Set tasks:
1 – Using the blog post on Toile de Jouy, decide whether each statement agrees with it: (a) Toile de Jouy originated in France in the latter half of the 18th century; (b) the writer's favorite fabrics are silk and velvet; (c) a kitchen dresser was among the first pieces of furniture the writer bought after marrying. For each, answer yes or no and quote the deciding words.
2 – According to the blog post on Toile de Jouy, where was the fabric manufactured?

Text section:
Follow Your Bliss

Follow Your Bliss

"To everything there is a season and a time for every purpose". Eccl 3.1

Friday 19 July 2013

Toile de Jouy

Toile de Jouy originated in France in the latter half of the 18th Century. Imported originally from the East before being manufactured in the town of Jouy, near Versailles in France. It is a beautiful, vibrant fabric, and is as popular today as it was in Louis XIV time in France.  I love the French “Indienne” collection of fabrics.  They are lively, colourful and joyful and Toile is one of my favourites. Some of the vintage or antique Toiles remind me of Marie Antoinette and Versailles with their royal, aristocratic rich red and blue backgrounds and colourful designs.  Toile is so wonderfully French.

These four photos are taken from Pinterest


My love of fabric gives me so much joy. My favourites are floral chintz and toile de jouy. I love a fabric that tells a story, just like the willow pattern china my mother had on her kitchen dresser.  Apologies while I digress, one of my jobs growing up, we all had them, was to regularly clean and wash our kitchen dresser and its beautiful delph.  A job I really enjoyed doing. I loved the sense of achievement at gleaming delph and rearranging it back on the dresser, to my Mother’s delight.  As a result, one of the first items of furniture I bought when first married was a kitchen dresser.  I love this humble piece of furniture and over the years enjoyed collecting china for it to add to my collection. I find that I can play with it for hours sometimes, to get it right.  It always reminds me of the poem we learned at school as children which read :
A dresser filled with shining delph,
Speckled and white and blue and brown
from Padraic Colum’s moving peom "An Old Woman of the Roads".

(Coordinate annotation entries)
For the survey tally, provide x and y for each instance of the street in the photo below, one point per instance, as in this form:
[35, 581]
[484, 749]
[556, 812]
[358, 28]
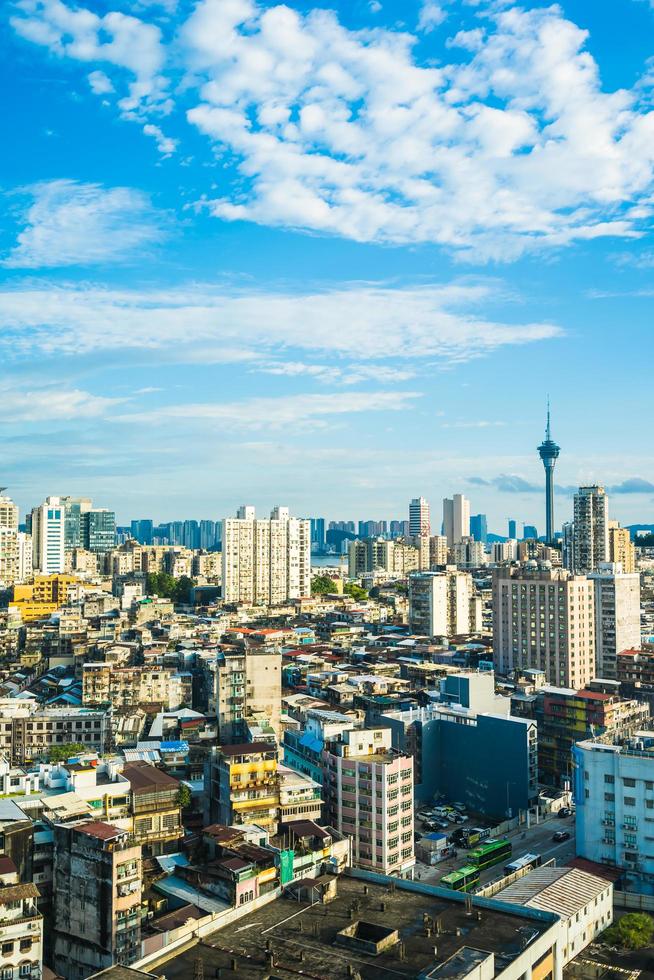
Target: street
[536, 840]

Task-by-task answers:
1 –
(a) Yes: "Toile de Jouy originated in France in the latter half of the 18th Century."
(b) No: "My favourites are floral chintz and toile de jouy."
(c) Yes: "one of the first items of furniture I bought when first married was a kitchen dresser."

2 – In the town of Jouy, near Versailles in France.